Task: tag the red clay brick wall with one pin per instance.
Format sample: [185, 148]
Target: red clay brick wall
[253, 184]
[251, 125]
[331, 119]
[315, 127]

_GOAL OF THE EXERCISE_.
Would you please reproduce all of the lines above exactly?

_EXERCISE SOLUTION_.
Task: tag the red clay brick wall with one pin per instance.
Format sample: [185, 148]
Target: red clay brick wall
[253, 184]
[251, 125]
[331, 119]
[315, 127]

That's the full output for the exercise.